§ **What you should do**
Start at the line below containing "of the leather" and stop at the line containing "the wooden turned". Repeat every line of that stretch exactly, and nothing outside it.

(Point localization data)
☆ ☆ ☆ ☆ ☆ ☆ ☆

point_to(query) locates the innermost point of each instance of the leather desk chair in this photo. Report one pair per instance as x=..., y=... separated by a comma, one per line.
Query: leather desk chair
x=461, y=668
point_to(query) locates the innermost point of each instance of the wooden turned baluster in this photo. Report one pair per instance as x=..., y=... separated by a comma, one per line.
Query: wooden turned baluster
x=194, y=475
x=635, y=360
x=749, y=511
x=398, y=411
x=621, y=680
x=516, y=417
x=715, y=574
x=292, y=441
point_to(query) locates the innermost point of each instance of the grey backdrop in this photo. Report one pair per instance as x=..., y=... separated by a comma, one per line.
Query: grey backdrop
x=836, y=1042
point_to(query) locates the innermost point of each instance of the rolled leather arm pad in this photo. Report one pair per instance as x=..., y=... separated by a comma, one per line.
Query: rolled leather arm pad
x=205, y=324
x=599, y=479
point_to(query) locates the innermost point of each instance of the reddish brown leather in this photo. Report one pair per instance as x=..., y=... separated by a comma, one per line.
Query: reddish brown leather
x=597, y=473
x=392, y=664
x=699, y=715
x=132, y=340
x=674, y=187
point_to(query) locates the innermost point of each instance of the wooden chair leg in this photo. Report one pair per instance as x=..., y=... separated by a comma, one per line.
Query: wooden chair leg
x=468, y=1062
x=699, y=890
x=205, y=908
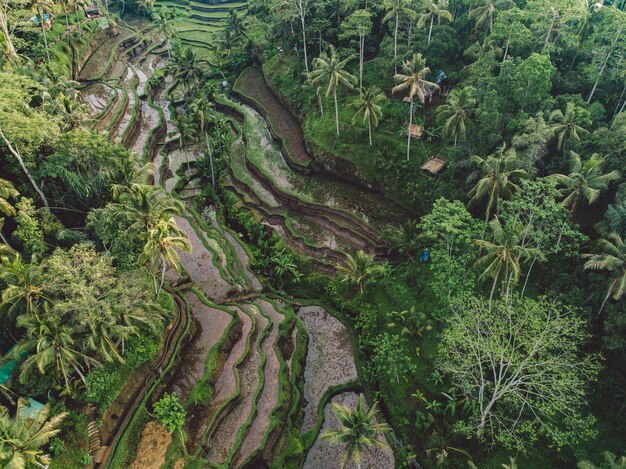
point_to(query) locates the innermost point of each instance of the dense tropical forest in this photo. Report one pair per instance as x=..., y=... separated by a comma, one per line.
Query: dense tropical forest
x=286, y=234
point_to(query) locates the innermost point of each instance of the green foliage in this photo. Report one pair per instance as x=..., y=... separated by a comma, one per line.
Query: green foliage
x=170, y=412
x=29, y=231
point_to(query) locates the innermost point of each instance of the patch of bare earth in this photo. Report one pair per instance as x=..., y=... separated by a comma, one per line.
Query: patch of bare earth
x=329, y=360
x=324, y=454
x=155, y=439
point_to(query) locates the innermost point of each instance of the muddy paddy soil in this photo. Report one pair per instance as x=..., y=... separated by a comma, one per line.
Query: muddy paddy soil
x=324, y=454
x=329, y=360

☆ ☆ ☆ ☆ ☆ ☆ ☆

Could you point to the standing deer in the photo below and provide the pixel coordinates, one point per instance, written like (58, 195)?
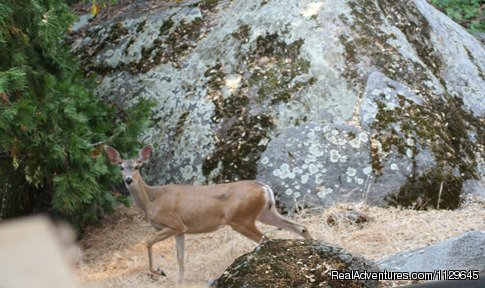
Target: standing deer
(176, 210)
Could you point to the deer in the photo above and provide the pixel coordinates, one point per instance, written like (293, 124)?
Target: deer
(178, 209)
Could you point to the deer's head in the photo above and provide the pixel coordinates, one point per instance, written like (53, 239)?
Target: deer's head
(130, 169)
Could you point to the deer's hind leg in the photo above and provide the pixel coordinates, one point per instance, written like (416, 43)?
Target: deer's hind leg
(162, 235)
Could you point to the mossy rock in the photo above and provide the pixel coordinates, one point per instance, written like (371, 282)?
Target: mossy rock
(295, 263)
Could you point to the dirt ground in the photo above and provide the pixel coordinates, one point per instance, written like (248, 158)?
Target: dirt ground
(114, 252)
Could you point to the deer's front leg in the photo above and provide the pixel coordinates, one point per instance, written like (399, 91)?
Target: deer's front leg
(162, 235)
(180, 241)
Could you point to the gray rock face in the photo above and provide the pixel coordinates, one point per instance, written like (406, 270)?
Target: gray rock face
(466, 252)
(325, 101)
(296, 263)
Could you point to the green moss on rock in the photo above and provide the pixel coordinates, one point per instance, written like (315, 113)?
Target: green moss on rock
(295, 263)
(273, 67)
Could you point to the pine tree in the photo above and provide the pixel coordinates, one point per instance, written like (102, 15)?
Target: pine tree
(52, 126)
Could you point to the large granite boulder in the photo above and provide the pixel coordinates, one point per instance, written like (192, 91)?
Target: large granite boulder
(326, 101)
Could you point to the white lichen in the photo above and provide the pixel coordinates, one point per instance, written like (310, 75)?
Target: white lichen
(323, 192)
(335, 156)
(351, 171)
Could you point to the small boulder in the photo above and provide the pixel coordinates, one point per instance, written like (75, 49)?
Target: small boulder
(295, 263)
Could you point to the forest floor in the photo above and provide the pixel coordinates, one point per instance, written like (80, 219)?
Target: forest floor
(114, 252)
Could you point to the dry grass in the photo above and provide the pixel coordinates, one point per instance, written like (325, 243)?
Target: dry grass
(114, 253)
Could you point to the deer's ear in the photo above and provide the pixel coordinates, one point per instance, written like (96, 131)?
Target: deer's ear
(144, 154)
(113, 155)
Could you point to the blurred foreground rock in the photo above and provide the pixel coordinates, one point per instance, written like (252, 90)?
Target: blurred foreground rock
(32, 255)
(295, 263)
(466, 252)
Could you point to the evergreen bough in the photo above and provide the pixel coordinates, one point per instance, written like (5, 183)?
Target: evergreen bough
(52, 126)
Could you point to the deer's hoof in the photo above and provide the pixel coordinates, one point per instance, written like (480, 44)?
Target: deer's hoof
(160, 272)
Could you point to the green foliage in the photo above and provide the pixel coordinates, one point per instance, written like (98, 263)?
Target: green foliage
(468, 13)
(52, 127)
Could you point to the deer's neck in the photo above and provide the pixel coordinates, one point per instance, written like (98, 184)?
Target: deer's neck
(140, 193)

☆ ☆ ☆ ☆ ☆ ☆ ☆

§ **Answer to this problem**
point_to(query) locates the innermost point of each instance of the leather desk chair in this photo. Report one pair per instance as x=..., y=... separated by a comma, one per line.
Query: leather desk chair
x=461, y=668
point_to(query) locates the innermost point of each instance of the wooden turned baluster in this photo. Report one pair per instance as x=..., y=... separated by a comma, one per line.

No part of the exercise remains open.